Output every record precisely.

*** Opening Information ***

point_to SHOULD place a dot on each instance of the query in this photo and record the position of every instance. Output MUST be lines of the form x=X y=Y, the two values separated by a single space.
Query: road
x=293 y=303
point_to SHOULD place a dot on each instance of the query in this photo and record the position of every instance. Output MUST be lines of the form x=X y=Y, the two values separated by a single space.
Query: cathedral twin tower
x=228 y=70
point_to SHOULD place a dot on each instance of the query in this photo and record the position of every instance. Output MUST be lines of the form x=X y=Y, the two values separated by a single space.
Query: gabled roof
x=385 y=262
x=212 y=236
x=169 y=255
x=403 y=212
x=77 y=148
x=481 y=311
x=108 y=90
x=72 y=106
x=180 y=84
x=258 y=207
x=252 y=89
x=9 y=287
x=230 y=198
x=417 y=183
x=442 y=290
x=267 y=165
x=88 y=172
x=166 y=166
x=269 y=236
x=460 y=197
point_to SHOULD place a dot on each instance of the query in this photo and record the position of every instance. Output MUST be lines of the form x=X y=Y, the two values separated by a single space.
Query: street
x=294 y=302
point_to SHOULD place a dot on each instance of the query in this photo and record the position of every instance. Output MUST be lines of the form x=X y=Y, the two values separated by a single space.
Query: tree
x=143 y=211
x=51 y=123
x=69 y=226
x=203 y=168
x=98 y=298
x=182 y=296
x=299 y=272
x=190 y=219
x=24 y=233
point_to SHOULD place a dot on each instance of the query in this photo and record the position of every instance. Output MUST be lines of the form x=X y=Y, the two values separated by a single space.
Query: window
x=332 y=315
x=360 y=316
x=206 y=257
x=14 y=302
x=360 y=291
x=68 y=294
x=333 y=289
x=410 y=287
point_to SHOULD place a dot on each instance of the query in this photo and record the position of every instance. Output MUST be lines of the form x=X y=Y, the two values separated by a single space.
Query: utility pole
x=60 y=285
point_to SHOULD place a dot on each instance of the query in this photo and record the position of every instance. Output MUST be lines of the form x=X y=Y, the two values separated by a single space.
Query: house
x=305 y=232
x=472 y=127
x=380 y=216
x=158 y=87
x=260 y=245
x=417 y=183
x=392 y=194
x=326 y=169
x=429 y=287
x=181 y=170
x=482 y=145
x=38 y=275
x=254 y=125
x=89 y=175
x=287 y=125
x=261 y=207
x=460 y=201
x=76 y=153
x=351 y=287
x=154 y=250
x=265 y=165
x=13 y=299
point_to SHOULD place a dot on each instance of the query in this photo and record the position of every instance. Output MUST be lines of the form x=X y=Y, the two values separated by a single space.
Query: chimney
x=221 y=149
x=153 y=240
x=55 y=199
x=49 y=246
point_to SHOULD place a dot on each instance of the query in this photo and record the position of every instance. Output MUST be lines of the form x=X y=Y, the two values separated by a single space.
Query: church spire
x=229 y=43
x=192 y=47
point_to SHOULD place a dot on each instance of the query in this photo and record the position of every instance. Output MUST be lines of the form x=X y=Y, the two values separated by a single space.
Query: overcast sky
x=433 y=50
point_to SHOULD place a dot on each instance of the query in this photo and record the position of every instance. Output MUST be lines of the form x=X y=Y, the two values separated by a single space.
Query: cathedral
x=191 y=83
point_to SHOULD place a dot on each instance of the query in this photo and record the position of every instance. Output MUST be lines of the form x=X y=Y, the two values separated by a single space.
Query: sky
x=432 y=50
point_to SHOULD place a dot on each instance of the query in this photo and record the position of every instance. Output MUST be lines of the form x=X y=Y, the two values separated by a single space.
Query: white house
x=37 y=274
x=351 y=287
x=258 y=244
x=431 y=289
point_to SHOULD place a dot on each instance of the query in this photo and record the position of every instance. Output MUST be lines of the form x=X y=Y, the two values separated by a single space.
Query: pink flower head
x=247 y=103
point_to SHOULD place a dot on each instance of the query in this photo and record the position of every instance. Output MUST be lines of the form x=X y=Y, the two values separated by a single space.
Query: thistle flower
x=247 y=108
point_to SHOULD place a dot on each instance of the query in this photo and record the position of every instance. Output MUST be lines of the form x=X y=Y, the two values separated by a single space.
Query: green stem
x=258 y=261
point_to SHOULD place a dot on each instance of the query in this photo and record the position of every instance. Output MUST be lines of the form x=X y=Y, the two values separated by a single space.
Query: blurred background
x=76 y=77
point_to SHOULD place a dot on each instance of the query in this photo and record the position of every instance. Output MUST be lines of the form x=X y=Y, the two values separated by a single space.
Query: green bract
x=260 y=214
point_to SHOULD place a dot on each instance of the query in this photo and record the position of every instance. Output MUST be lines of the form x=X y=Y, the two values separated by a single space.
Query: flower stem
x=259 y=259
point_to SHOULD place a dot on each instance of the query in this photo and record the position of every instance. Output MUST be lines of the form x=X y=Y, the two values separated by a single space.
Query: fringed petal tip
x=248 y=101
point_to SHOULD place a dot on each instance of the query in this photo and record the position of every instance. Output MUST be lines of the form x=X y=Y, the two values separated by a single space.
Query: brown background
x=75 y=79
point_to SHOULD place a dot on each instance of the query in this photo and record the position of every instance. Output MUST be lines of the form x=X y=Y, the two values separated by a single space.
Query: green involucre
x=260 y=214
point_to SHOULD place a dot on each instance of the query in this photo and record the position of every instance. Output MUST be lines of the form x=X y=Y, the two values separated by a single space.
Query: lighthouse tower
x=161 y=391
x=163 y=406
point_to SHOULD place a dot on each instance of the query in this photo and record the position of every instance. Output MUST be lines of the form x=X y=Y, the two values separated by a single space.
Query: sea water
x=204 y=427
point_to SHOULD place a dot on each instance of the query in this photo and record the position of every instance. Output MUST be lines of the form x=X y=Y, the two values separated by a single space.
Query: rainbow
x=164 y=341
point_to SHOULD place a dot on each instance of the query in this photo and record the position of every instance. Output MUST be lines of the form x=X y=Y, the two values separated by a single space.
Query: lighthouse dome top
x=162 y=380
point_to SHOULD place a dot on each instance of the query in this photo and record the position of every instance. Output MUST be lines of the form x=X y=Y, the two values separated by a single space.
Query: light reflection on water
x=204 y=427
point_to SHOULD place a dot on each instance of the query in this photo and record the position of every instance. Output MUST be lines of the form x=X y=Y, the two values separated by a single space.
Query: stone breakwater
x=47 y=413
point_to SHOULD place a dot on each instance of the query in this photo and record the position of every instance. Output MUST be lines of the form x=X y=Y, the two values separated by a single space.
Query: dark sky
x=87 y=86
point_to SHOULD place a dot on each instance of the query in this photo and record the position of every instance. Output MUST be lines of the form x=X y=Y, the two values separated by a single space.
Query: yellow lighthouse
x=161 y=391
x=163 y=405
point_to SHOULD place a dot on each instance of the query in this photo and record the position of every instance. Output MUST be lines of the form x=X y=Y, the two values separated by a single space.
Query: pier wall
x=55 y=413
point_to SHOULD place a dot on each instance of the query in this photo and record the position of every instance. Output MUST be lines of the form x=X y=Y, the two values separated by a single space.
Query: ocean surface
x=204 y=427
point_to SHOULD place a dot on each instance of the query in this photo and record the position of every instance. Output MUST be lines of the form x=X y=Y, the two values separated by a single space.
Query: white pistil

*** Closing Information ***

Response to the task:
point_to SHOULD place a dot on each instance of the query in this photo and record the position of every instance. Output MUST be lines of the form x=X y=Y, the two values separated by a single space.
Query: road
x=293 y=303
point_to SHOULD place a dot on each instance of the query in this photo and record the position of every instance. Output MUST be lines of the form x=X y=Y, the two values separated by a single space.
Query: cathedral twin tower
x=228 y=70
point_to SHOULD place a dot on each instance of the query in this photo and record the position of every instance. Output MUST be lines of the form x=X y=Y, the two values separated by a single space.
Query: gabled roof
x=385 y=262
x=212 y=236
x=169 y=255
x=403 y=212
x=77 y=148
x=481 y=311
x=108 y=90
x=72 y=106
x=180 y=84
x=258 y=207
x=252 y=89
x=9 y=287
x=230 y=198
x=417 y=183
x=442 y=290
x=267 y=165
x=88 y=172
x=166 y=166
x=269 y=236
x=460 y=197
point_to SHOULD place a dot on each instance of the query in this photo and record the position of every instance. Output MUST be lines of the form x=X y=Y, the two values separated by a single space.
Query: street
x=294 y=302
point_to SHOULD place a dot on each instance of the query in this photo and record the position of every instance. Output MUST be lines of the form x=X y=Y, the two values separated by a single space.
Query: tree
x=143 y=211
x=51 y=123
x=69 y=226
x=203 y=168
x=98 y=298
x=182 y=296
x=299 y=272
x=190 y=219
x=24 y=233
point_to SHOULD place a dot on each instance of the query in this photo and record the position of every instance. Output MUST be lines of the form x=X y=Y, the two values separated by a single space.
Query: window
x=332 y=315
x=360 y=316
x=206 y=257
x=14 y=302
x=360 y=291
x=68 y=294
x=333 y=289
x=410 y=287
point_to SHOULD place a dot on each instance of the query in this photo and record the position of every instance. Output MUST be lines of the form x=X y=Y, the two values separated by a single space.
Query: utility pole
x=60 y=285
point_to SHOULD place a dot on each instance of the query in this photo and record the position of every instance. Output MUST be lines of the form x=X y=Y, the two values separated by a single space.
Query: house
x=305 y=232
x=472 y=127
x=380 y=216
x=158 y=87
x=260 y=245
x=417 y=183
x=392 y=194
x=326 y=169
x=429 y=287
x=181 y=170
x=482 y=145
x=38 y=275
x=254 y=125
x=89 y=175
x=287 y=125
x=261 y=207
x=460 y=201
x=76 y=153
x=351 y=287
x=154 y=250
x=265 y=165
x=13 y=299
point_to SHOULD place a dot on each instance of the query in this photo and record the position of every instance. Output MUST be lines of the form x=X y=Y, the two values separated by a single space.
Query: chimney
x=221 y=149
x=153 y=240
x=55 y=199
x=49 y=246
point_to SHOULD place a dot on each instance of the query in this photo and record the position of every instance. Output MUST be lines of the form x=X y=Y, the two values separated by a single space.
Query: church spire
x=229 y=43
x=192 y=47
point_to SHOULD place a dot on each instance of the query in this photo and record the position of every instance. Output MUST be lines of the form x=X y=Y, the two values separated by a single space.
Query: overcast sky
x=433 y=50
point_to SHOULD place a dot on each instance of the query in this photo and record the position of every instance. Output MUST be lines of the form x=X y=Y, the two values separated by a single space.
Query: cathedral
x=191 y=83
point_to SHOULD place a dot on each instance of the query in this photo and record the position of every instance. Output MUST be lines of the form x=X y=Y, the two values separated by a single space.
Query: sky
x=432 y=50
point_to SHOULD place a dot on each instance of the query in this photo and record the position of every instance. Output MUST be lines of the form x=X y=Y, the two values separated by a single space.
Query: white house
x=37 y=274
x=351 y=287
x=258 y=244
x=431 y=289
point_to SHOULD place a dot on each instance of the query in this photo and record the position of every instance. Output MUST be lines of the form x=X y=Y, the two values separated by a single space.
Query: pink flower head
x=247 y=103
point_to SHOULD place a dot on each instance of the query in this photo and record the position of every instance. Output MUST be lines of the form x=X y=Y, the two values separated by a single space.
Query: thistle flower
x=247 y=108
point_to SHOULD place a dot on each instance of the query in this photo and record the position of every instance. Output MUST be lines of the form x=X y=Y, the two values separated by a single space.
Query: green stem
x=258 y=261
point_to SHOULD place a dot on each instance of the query in this photo and record the position of every instance. Output MUST be lines of the form x=X y=Y, the two values separated by a single space.
Query: blurred background
x=76 y=77
point_to SHOULD place a dot on each instance of the query in this photo and record the position of every instance. Output MUST be lines of the form x=X y=Y, the two values separated by a single space.
Query: green bract
x=260 y=214
point_to SHOULD place a dot on each instance of the query in this photo and record the position of every instance. Output MUST be lines of the form x=X y=Y, the two values separated by a single space.
Query: flower stem
x=259 y=259
point_to SHOULD place a dot on each instance of the query in this photo and record the position of every instance. Output MUST be lines of the form x=X y=Y, the two values separated by a single space.
Query: fringed petal tip
x=248 y=101
point_to SHOULD place a dot on each instance of the query in this photo and record the position of every instance. Output MUST be lines of the form x=X y=Y, the two values separated by a single space.
Query: brown background
x=75 y=79
point_to SHOULD place a dot on each instance of the query in this photo and record the position of every instance. Output MUST be lines of the form x=X y=Y, the two values separated by a single space.
Query: green involucre
x=260 y=214
point_to SHOULD place a dot on each instance of the query in this photo and record the position of every instance. Output MUST be lines of the form x=X y=Y, the two values separated by a single space.
Query: lighthouse tower
x=161 y=391
x=163 y=406
point_to SHOULD place a dot on each instance of the query in this photo and record the position of every instance. Output MUST be lines of the form x=X y=Y, the two values separated by a single space.
Query: sea water
x=204 y=427
point_to SHOULD place a dot on each instance of the query in this photo and record the position of every instance. Output MUST be lines of the form x=X y=Y, the two values separated by a single space.
Query: rainbow
x=164 y=341
point_to SHOULD place a dot on each instance of the query in this photo and record the position of every instance. Output MUST be lines of the form x=X y=Y, the two values separated by a single space.
Query: lighthouse dome top
x=162 y=380
point_to SHOULD place a dot on each instance of the query in this photo and record the position of every instance. Output MUST be lines of the form x=X y=Y, the two values separated by a single space.
Query: light reflection on water
x=204 y=427
point_to SHOULD place a dot on each instance of the query in this photo and record the position of every instance. Output MUST be lines of the form x=X y=Y, the two values separated by a single space.
Query: stone breakwater
x=47 y=413
point_to SHOULD place a dot on each instance of the query in this photo and record the position of every instance. Output MUST be lines of the form x=X y=Y, the two values separated by a single space.
Query: dark sky
x=87 y=86
point_to SHOULD place a dot on each instance of the query in this photo and record the position of every instance. Output MUST be lines of the form x=X y=Y, the two values separated by a single space.
Query: yellow lighthouse
x=161 y=391
x=163 y=405
point_to SHOULD place a dot on each instance of the query in this photo and record the position of every instance. Output MUST be lines of the form x=X y=Y, the two values separated by a single space.
Query: pier wall
x=55 y=413
point_to SHOULD place a dot on each instance of the query in this photo and record the position of every instance. Output MUST be lines of the form x=X y=Y, the two values separated by a single space.
Query: ocean surface
x=204 y=427
point_to SHOULD place a dot on each instance of the query in this photo and record the position of every instance. Output MUST be lines of the form x=X y=Y, the two values separated by a single space.
Query: white pistil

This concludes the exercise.